Just two hours from Amsterdam by train, Leeuwarden offers exactly the kind of escape we love: beautiful canals, excellent restaurants, walkable streets, interesting museums, and enough to do without ever feeling rushed.

If you're unfamiliar, Leeuwarden is the historic capital of the northern Dutch province of Friesland. It's filled with some of the friendliest people you could ever hope to meet. Add its accessibility (the train drops you right in the city center), great dining and shopping, museums, and fewer crowds than Amsterdam, and it's the perfect size for a 48-hour getaway.

The kind folks at Visit Leeuwarden put together a custom itinerary for us, and honestly, we wouldn't change a thing. So if you're looking for an easy weekend away from Amsterdam with good food, a walkable city center, and plenty to do without packing your schedule, feel free to steal our itinerary.

Day 1: Arriving and Settling Into the Slow Pace

Visitor Center Welcome

Again, I can’t stress enough how friendly the people of Leeuwarden are. And the friendliest of all? The staff at the Visitor Center. It’s super central and convenient, so make a point to swing by, collect some maps, have a chat, and get yourself oriented to the city.

Dataset records
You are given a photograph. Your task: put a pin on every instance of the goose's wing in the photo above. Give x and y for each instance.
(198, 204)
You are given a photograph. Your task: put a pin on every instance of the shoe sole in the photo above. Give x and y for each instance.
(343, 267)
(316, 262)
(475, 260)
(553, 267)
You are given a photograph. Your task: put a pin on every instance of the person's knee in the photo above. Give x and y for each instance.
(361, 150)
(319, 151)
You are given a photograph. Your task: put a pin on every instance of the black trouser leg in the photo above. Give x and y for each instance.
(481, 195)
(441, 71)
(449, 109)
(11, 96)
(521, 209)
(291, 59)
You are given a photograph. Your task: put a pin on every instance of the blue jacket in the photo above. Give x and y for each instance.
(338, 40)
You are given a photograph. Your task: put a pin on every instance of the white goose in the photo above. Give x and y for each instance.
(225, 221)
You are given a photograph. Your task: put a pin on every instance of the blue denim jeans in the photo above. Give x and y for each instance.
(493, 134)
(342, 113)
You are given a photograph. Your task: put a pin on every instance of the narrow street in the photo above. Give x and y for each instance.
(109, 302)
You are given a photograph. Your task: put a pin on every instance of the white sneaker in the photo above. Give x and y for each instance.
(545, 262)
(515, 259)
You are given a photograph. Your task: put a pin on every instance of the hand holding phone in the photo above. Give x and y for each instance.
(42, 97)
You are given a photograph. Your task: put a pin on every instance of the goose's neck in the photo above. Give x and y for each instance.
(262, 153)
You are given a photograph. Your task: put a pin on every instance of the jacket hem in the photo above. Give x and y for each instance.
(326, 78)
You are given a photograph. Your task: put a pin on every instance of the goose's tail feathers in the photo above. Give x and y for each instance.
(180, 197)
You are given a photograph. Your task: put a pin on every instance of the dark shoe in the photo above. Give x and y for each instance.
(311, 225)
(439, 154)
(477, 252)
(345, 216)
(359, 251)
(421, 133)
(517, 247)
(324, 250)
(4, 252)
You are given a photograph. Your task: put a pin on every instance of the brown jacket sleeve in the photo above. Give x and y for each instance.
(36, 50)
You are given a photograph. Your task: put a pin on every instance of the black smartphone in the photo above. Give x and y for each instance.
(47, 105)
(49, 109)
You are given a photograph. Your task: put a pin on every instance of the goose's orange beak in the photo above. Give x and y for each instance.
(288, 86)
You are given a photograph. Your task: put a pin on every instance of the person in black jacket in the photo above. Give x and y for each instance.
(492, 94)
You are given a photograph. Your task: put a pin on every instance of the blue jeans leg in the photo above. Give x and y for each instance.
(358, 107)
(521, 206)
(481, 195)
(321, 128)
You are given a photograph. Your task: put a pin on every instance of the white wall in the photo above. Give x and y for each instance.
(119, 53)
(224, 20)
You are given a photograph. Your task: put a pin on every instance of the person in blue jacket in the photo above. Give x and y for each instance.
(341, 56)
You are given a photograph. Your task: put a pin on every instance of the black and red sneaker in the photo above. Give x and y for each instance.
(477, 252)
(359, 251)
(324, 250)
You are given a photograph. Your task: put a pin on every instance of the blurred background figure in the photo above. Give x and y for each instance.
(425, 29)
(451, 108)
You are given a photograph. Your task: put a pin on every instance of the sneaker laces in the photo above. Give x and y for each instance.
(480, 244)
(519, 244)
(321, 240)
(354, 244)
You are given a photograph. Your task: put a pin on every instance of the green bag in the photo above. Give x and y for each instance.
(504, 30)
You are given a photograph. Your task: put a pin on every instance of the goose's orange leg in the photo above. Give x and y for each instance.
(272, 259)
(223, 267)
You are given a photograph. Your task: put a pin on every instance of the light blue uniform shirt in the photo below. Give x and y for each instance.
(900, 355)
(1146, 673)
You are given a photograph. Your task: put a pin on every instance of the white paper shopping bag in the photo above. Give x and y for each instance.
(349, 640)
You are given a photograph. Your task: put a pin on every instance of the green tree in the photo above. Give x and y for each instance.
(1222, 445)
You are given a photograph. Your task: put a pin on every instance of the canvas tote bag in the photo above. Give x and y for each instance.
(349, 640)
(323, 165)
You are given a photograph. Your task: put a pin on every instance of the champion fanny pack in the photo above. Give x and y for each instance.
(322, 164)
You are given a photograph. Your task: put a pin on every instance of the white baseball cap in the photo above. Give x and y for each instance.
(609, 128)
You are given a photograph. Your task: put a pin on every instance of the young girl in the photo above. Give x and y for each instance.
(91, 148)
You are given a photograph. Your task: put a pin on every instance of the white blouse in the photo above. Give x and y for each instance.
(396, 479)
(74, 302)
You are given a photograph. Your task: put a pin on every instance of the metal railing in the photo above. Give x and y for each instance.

What the exercise asks
According to the Leeuwarden text, which province is Leeuwarden the historic capital of? The rows come from a separate source and are unrelated to the text.

Result for this task
Friesland, the northern Dutch province.